## [Records supplied]
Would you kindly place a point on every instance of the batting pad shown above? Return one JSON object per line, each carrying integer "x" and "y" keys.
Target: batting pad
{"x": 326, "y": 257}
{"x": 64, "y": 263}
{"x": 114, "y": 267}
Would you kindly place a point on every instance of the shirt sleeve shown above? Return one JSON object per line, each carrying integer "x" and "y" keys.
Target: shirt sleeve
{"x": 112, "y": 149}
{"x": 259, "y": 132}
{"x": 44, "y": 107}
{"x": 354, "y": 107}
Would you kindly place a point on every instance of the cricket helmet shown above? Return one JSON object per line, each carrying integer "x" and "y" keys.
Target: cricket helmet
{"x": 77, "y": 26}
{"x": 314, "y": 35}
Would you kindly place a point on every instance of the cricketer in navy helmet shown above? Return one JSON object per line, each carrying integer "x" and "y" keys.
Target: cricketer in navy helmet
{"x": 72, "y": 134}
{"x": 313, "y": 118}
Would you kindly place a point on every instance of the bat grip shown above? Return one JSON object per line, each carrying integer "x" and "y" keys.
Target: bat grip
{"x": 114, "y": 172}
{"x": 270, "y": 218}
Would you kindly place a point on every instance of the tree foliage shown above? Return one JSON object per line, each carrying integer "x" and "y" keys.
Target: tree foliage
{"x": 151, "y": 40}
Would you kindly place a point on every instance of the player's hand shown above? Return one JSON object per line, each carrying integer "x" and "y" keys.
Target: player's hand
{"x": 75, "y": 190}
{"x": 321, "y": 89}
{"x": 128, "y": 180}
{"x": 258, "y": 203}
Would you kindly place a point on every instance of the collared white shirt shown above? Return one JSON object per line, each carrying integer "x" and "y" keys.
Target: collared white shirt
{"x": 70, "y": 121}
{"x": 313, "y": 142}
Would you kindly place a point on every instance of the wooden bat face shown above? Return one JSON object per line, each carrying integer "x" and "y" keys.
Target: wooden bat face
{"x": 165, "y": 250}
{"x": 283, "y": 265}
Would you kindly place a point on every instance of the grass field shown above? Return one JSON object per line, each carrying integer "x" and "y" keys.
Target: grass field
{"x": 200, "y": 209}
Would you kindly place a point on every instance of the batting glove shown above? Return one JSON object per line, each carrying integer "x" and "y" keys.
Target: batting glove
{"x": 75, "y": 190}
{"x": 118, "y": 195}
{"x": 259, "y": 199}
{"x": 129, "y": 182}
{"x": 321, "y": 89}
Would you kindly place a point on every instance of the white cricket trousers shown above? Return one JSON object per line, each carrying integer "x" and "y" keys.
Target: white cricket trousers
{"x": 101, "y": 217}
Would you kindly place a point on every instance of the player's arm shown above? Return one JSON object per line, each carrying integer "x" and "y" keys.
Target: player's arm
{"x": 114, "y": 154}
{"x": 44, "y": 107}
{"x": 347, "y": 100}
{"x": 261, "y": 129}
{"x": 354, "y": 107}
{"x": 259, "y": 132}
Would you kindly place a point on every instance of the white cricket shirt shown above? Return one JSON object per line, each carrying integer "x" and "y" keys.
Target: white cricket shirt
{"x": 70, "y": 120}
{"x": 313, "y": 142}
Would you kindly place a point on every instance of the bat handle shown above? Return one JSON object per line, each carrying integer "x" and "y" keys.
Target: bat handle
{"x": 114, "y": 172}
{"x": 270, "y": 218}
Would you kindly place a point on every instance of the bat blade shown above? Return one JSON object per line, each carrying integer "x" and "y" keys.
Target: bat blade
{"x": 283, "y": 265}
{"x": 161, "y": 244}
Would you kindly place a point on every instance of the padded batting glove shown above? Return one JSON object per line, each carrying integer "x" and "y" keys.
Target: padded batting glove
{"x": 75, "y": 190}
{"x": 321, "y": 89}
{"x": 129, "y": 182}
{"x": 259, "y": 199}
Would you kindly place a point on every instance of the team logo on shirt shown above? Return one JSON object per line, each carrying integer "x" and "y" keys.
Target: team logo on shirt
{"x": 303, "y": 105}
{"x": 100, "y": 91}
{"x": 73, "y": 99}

...

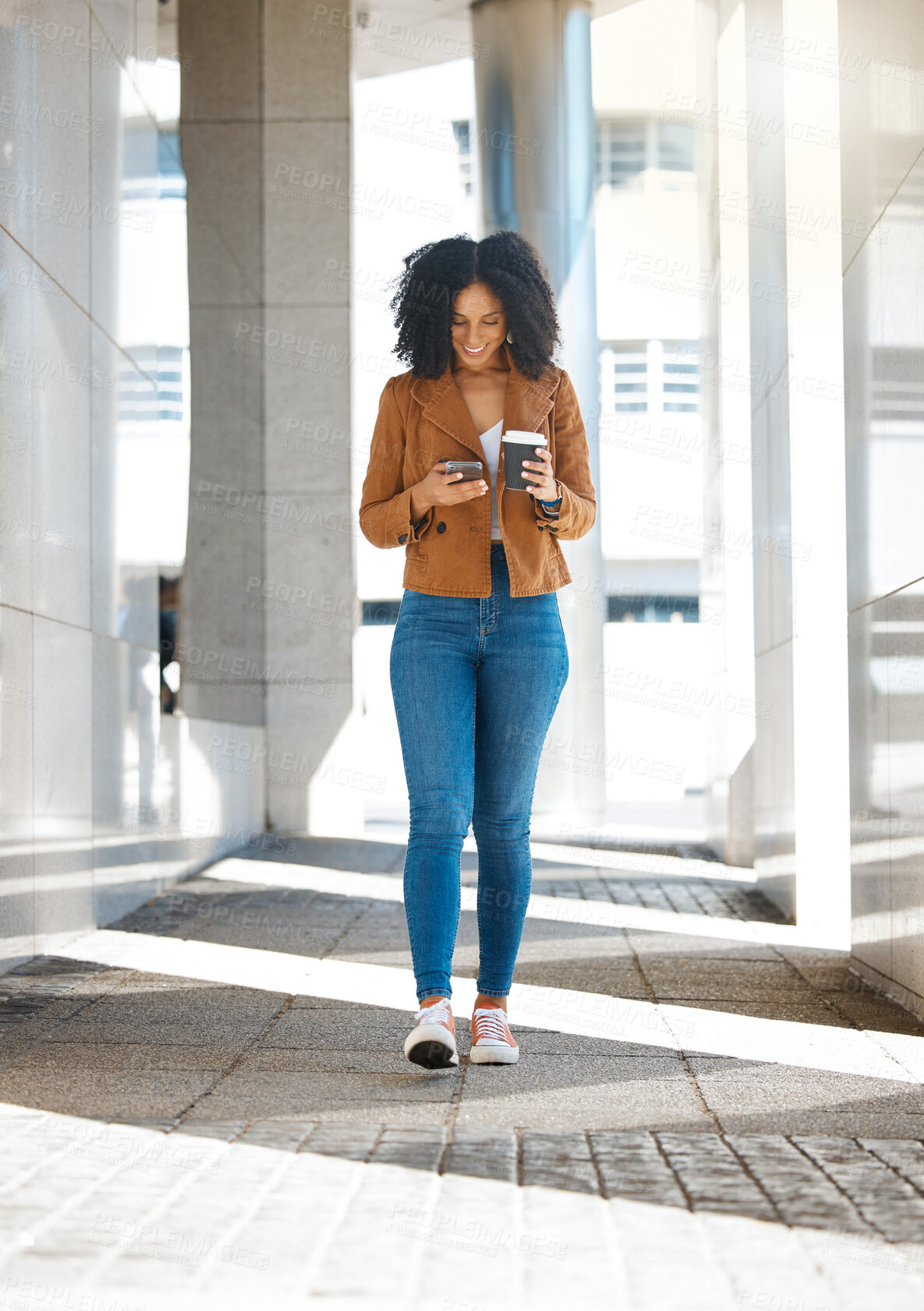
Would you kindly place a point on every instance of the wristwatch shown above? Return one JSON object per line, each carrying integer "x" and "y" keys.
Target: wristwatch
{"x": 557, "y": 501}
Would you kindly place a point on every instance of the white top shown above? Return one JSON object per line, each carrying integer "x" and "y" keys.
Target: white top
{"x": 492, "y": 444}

==

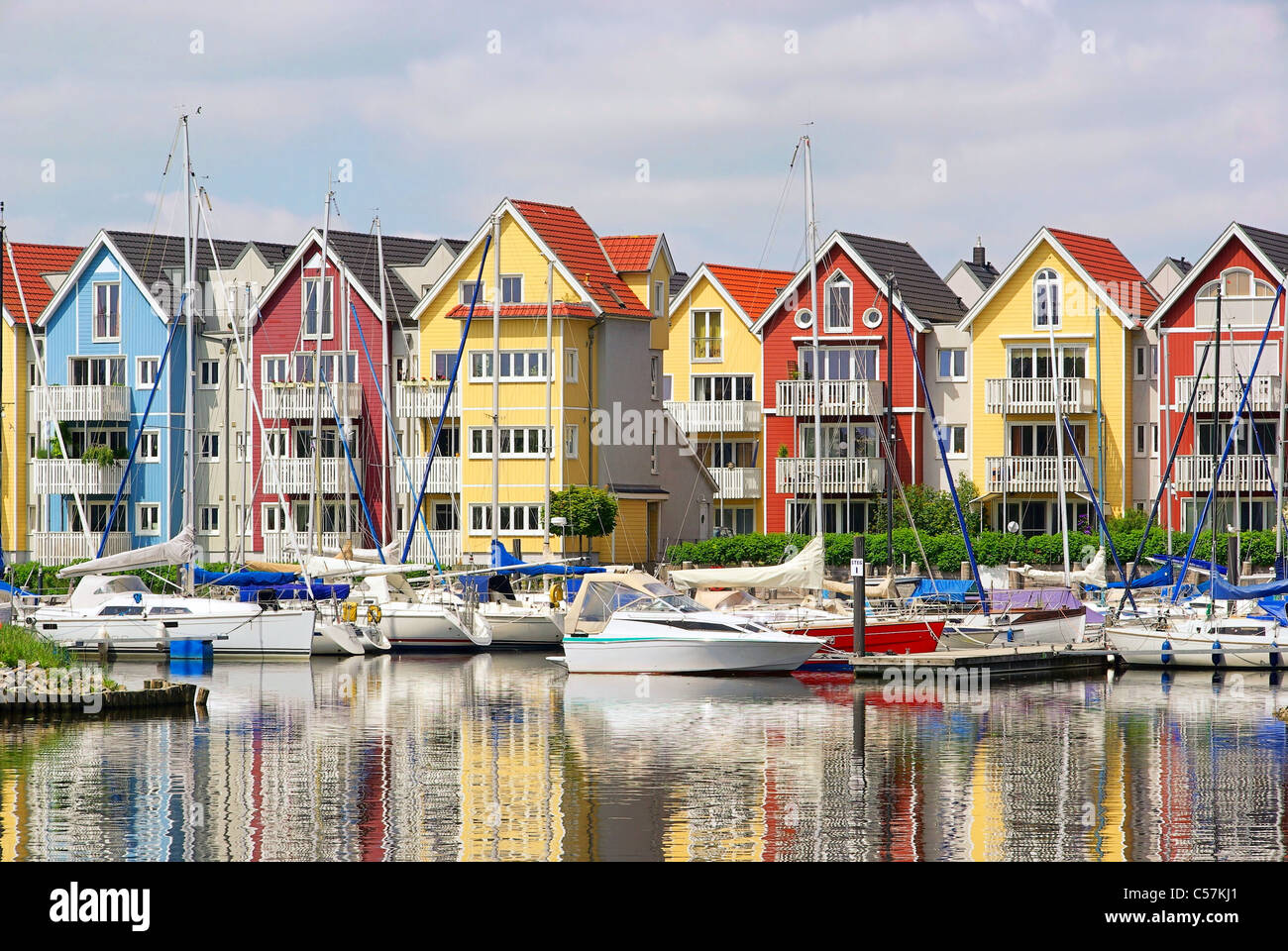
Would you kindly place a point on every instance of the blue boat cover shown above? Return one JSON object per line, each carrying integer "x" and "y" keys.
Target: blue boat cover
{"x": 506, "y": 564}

## [Exercise]
Of all the entries above, retype exactly the lines from the line with "Target: bat blade" to the line with "of the team", both included, and no others.

## [Exercise result]
Target: bat blade
{"x": 283, "y": 265}
{"x": 161, "y": 244}
Would you kindly place a point on every instance of the padded batting glove shown above? Return one JSON object per line, each carrying integer "x" and "y" keys.
Target: padded batting glove
{"x": 75, "y": 190}
{"x": 321, "y": 89}
{"x": 129, "y": 182}
{"x": 259, "y": 199}
Would you kindly place a point on every instance of the team logo on shirt shown above? Return one JSON object per line, each carrying integer "x" and "y" keys.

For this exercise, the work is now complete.